▸ Teks Sumber:
◇ ◇ ◇

Hadi Jatmiko, Direktur WALHI Sumatera Selatan menyatakan “lemahnya penegakan hukum terhdap korporasi, khususnya group-group besar. Dari data yang diolah WALHI Sumsel menunjukkan bahwa Aparat penegak hukum baik Kepolisian maupun KLHK sampai saat ini hanya bertaring kepada masyarakat/Individu namun menjadi macan Ompong ketika berhadapan dengan Koorporasi (38 kasus ditangani Polda 26 kasus adalah kasus individu). Contoh kasus Pembakaran hutan seluas 280.999 Hektar yang melibatkan 4 korporasi besar milik Asia Pulp and Paper (APP) di kabupaten OKI dan Kabupaten Musi Banyuasin sampai saat ini tidak tersentuh hukum dan diberi sanksi, baik administrasi, pidana maupun perdata”. Menolak polusi asap kebakaran hutan dan lahan namun tak bernyali menegakan hukum lingkungan terhadap korporasi adalah bentuk kekerasan dan Kejahatan lingkungan sesungguhnya.

◇ ◇ ◇

▸ Tugas Singkat 1: Salin ulang seluruh bagian teks sumber dari "Hadi Jatmiko, Direktur" hingga "Kejahatan lingkungan sesungguhnya.", lalu ganti "Kepolisian" dengan "Polri".
Teks sumber dan entri di sini berasal dari sumber yang berbeda.

◇ ◇ ◇

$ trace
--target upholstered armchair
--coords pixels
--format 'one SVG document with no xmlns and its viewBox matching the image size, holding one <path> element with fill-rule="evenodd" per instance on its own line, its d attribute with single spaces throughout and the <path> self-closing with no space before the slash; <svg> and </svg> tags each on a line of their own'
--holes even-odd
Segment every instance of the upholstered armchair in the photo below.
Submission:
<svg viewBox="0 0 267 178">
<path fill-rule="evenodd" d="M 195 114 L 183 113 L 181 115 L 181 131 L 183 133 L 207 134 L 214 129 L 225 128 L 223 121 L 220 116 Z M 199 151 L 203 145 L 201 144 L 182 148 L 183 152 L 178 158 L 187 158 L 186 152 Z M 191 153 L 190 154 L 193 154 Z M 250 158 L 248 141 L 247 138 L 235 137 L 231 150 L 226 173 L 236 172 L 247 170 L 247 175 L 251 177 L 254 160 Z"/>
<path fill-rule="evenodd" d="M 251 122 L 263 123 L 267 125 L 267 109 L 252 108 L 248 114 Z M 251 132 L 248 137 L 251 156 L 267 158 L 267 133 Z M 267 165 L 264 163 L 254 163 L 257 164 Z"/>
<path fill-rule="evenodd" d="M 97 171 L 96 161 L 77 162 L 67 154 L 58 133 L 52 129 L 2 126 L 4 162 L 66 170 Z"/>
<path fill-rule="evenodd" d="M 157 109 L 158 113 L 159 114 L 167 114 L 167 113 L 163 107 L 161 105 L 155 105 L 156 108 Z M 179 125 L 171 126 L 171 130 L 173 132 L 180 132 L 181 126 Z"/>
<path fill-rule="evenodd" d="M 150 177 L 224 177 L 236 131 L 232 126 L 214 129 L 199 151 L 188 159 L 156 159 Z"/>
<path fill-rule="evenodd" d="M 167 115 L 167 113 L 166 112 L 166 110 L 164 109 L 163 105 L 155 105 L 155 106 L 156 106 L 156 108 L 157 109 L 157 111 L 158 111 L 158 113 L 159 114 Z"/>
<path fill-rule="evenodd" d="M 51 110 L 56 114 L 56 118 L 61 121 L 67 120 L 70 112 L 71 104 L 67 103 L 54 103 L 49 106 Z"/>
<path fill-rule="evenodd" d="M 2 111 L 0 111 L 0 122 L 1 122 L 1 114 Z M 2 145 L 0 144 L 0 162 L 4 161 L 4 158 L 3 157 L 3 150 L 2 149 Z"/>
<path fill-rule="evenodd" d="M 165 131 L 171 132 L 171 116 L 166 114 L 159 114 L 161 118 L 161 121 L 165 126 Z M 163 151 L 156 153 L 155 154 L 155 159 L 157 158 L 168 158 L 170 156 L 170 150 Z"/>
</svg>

◇ ◇ ◇

▸ Tugas Singkat 2: Ambil setiap baris dalam entri yang memuat kata "armchair", dengan memperhatikan perbedaan huruf besar dan kecil.

▸ Jawaban Lengkap 1:
Hadi Jatmiko, Direktur WALHI Sumatera Selatan menyatakan “lemahnya penegakan hukum terhdap korporasi, khususnya group-group besar. Dari data yang diolah WALHI Sumsel menunjukkan bahwa Aparat penegak hukum baik Polri maupun KLHK sampai saat ini hanya bertaring kepada masyarakat/Individu namun menjadi macan Ompong ketika berhadapan dengan Koorporasi (38 kasus ditangani Polda 26 kasus adalah kasus individu). Contoh kasus Pembakaran hutan seluas 280.999 Hektar yang melibatkan 4 korporasi besar milik Asia Pulp and Paper (APP) di kabupaten OKI dan Kabupaten Musi Banyuasin sampai saat ini tidak tersentuh hukum dan diberi sanksi, baik administrasi, pidana maupun perdata”. Menolak polusi asap kebakaran hutan dan lahan namun tak bernyali menegakan hukum lingkungan terhadap korporasi adalah bentuk kekerasan dan Kejahatan lingkungan sesungguhnya.

▸ Jawaban Lengkap 2:
--target upholstered armchair
Segment every instance of the upholstered armchair in the photo below.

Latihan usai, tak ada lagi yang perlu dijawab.